> **GIVEN EXERCISE 1**: Turn the records, starting at the line with "One point belongs to every instance of the patterned" and running down to the end of the records, into a JSON list of strings with one string per line. Skip blank lines and leave the pictures out.
** begin ARTICLE **
Eastern Christian School is a private Christian school located on three campuses in Northern New Jersey. Eastern Christian Elementary School (ECES), Eastern Christian Middle School (ECMS), and Eastern Christian High School (ECHS) are all part of Eastern Christian School. Eastern Christian is home to students from middle and northern NJ as well as southern NY. EC also offers a one to four year middle and high school program for F-1 Visa Students. 

Eastern Christian currently has 909 enrolled students and a student–teacher ratio of 11:1. The school's student body is 57% White, 15% Asian, 13% Hispanic or Latino, 8% Black and 7% Multiracial.

Academics 
As the oldest and largest Christian day school in the New York Metropolitan area, Eastern Christian’s commitment to academic excellence is measured by its faculty, facilities, and rigorous curriculum. It is also affiliated with Christian Schools International, which includes 425 school systems in the United States and Canada. The faculty is New Jersey State certified with an average teaching experience of 15 years; almost half having earned advanced degrees.

High School 
Accredited by the Middle States Association of Schools and Colleges and approved by the New Jersey Department of Education, Eastern Christian High School offers a strong college preparatory program and general and business programs for students going immediately to careers. Well qualified instructors teach their subjects from a Christian perspective. Students are constantly challenged to put their faith into action. The “Faith in Action” program is one such project that requires students who enter High School to volunteer time for community service.

Parents and students applying will want to bear in mind that the atmosphere is distinctively and purposely Christian and that the course work is stimulating, challenging and rigorous.

Highlights:

 Four years of pre-college preparation in English, Math, Science and Social Studies
 Project Acceleration partnership with Seton Hall University. Students have access to classes bearing 41 college credits while enrolled in high school.
 Elective courses in Business, Art, Bible, Social Studies, English, and Science
 Outstanding music programs: Concert Band, Orchestra, Choir, and Honors Choir
 Resource Room for students who need individual assistance
 40-minute non-graded learning period (SOAR) 4 days per week for non-traditional learning, remediation, and student leadership opportunities

Middle School 
The Middle School is the bridge between elementary and high school. Here, 4th and 5th grade students continue in an upper elementary model. The upper elementary program is characterized by an integrated Humanities program and Science & Math experience in 4th and 5th grade. Students in 6th, 7th and 8th grade have a departmentalized structure, providing instructors who are teaching in their areas of expertise. At the same time, we recognize the unique needs of rapidly growing middle school students by offering a rich variety of academic and practical learning opportunities during daily “activity periods.” Conscious of the spiritual capacity of middle school students, all subjects are taught from a Christian perspective and help students make ethical decisions.

Highlights

 Daily devotions and weekly chapel/small groups
 Service learning program (Make a Difference Program)
** end ARTICLE **
** begin DATA ROWS **
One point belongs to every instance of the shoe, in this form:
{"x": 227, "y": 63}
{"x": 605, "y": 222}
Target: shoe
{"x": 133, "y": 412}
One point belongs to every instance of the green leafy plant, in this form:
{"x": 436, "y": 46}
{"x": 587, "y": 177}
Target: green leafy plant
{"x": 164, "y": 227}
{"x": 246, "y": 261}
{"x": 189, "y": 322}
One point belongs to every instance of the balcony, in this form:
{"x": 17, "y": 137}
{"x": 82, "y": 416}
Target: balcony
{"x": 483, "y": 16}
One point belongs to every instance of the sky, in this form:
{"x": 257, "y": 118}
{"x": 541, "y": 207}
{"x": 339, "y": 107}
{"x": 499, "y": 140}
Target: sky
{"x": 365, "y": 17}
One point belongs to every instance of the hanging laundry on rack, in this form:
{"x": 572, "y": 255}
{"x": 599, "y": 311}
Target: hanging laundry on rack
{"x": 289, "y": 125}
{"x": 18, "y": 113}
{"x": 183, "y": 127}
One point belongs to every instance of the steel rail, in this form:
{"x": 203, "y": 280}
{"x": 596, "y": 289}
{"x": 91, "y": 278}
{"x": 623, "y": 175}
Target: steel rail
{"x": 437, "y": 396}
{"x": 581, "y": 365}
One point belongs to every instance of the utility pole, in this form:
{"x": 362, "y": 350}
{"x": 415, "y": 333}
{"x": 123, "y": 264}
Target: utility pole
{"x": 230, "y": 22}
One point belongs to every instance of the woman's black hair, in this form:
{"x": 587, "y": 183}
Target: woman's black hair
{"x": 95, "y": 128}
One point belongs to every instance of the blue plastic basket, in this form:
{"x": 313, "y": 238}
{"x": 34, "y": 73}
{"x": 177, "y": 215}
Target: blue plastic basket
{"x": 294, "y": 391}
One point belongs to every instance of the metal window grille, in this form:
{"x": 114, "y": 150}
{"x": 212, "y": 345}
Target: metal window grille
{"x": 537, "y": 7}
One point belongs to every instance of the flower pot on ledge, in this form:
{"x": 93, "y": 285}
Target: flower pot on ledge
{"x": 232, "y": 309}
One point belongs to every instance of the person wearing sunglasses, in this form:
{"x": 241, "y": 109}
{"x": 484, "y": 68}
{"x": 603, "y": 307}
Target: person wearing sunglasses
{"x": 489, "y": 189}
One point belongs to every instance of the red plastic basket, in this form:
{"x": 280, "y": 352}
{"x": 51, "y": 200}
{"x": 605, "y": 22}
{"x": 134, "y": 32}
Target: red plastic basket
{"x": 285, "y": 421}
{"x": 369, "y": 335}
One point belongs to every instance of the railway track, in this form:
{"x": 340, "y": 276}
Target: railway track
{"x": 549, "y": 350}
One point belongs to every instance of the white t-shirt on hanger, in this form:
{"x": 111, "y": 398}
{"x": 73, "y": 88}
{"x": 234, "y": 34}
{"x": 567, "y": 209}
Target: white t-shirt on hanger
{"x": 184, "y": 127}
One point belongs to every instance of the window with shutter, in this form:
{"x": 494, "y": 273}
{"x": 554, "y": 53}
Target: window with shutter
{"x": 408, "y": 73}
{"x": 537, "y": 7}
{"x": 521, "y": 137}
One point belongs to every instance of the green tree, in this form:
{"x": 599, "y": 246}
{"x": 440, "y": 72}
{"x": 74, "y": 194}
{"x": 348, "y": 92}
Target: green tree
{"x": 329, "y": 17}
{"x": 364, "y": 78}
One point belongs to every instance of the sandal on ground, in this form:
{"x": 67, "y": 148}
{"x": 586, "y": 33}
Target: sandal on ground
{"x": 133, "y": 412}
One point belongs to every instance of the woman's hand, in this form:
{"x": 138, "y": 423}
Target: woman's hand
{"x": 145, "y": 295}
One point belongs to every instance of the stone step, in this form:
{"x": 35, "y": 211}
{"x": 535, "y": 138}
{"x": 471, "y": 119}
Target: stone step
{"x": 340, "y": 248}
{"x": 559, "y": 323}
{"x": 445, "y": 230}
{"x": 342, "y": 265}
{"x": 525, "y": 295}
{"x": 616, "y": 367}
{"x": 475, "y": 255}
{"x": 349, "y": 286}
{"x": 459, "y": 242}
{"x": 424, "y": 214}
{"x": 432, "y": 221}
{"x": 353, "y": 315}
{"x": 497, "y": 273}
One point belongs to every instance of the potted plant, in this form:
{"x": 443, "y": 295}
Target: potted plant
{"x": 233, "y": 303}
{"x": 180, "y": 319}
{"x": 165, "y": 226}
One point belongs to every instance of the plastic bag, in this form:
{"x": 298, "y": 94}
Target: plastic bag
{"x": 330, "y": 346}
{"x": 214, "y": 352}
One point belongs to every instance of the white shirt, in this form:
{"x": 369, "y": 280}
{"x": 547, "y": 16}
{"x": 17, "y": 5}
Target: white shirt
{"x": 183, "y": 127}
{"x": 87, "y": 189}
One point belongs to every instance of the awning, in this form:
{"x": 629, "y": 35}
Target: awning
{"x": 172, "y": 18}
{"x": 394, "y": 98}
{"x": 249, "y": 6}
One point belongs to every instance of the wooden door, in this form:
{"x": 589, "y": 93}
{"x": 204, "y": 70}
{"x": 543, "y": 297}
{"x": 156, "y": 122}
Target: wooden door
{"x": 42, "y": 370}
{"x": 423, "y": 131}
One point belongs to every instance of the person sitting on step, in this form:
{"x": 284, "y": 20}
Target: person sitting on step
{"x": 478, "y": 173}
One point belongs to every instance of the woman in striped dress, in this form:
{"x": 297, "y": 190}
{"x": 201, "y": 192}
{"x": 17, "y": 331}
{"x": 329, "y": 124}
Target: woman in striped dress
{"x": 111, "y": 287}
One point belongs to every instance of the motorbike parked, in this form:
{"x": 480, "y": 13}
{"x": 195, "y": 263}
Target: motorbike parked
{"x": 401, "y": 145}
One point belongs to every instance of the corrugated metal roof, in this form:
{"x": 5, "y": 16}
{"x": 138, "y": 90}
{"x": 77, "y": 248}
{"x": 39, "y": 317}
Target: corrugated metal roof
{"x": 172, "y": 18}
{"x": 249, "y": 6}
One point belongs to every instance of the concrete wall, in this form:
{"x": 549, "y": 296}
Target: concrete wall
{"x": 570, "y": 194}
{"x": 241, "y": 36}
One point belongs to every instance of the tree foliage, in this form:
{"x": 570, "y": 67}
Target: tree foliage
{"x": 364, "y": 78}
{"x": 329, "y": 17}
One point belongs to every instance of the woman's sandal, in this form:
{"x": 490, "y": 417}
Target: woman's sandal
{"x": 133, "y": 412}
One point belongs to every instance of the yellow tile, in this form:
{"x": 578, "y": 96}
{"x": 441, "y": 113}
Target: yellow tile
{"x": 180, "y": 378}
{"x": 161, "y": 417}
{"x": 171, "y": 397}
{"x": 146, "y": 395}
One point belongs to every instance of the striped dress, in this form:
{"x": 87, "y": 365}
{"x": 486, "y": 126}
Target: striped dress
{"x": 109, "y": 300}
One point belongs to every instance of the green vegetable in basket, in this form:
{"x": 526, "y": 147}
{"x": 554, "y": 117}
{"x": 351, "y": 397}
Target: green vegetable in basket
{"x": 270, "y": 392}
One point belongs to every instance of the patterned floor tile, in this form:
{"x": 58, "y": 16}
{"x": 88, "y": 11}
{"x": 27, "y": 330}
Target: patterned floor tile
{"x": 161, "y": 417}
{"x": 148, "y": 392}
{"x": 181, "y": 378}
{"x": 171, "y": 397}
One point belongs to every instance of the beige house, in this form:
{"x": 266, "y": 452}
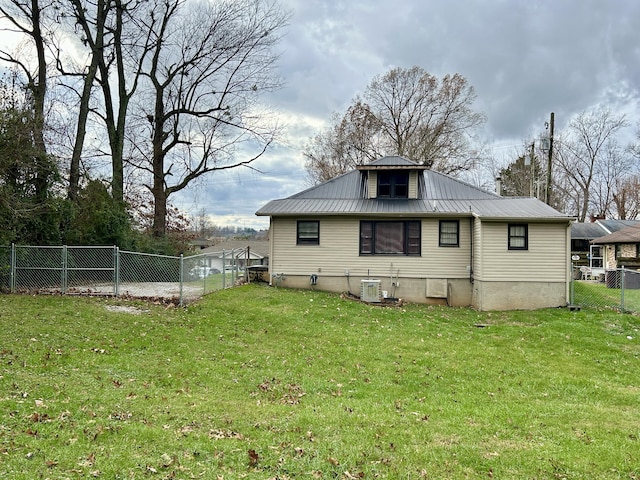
** end DATA ROWS **
> **GIVEN EXERCISE 2**: What student–teacher ratio does the Eastern Christian School article report?

> **EXERCISE SOLUTION 1**:
[
  "One point belongs to every instance of the patterned floor tile, in this form:",
  "{\"x\": 58, \"y\": 16}",
  "{\"x\": 88, \"y\": 11}",
  "{\"x\": 27, \"y\": 330}",
  "Target: patterned floor tile",
  "{\"x\": 161, \"y\": 417}",
  "{\"x\": 148, \"y\": 392}",
  "{\"x\": 181, \"y\": 378}",
  "{\"x\": 171, \"y\": 397}",
  "One point belongs to every instance of the beige house, in this form:",
  "{\"x\": 266, \"y\": 452}"
]

> **EXERCISE SOLUTION 2**: 11:1